>> Start Provided information
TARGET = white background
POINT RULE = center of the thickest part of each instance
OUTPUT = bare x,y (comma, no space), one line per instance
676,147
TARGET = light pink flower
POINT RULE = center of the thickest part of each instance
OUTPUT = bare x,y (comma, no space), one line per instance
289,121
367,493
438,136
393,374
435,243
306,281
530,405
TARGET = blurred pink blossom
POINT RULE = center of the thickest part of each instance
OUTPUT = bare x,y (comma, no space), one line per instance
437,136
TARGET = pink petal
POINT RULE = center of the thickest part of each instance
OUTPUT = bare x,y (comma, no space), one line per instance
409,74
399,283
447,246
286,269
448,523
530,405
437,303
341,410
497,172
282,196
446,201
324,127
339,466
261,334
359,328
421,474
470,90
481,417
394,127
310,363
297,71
>> End Provided information
>> Start Provided information
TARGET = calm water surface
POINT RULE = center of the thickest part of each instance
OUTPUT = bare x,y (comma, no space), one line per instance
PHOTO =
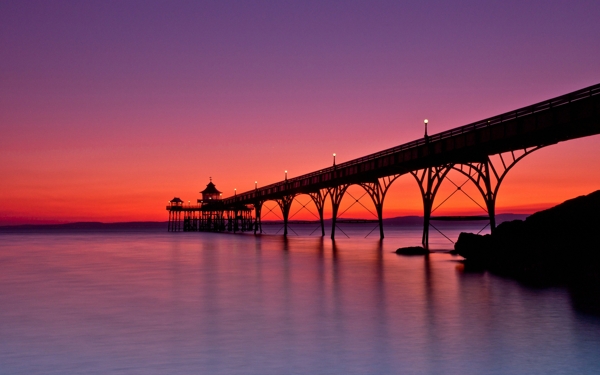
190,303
>> End Provided information
### Description of the task
Locate every line in the entries above that contains the string "pink" and copy each one out. The match is case-sensitive.

### Response to the task
TARGET = light pink flower
TARGET = blurred pink blossom
TARGET = pink petal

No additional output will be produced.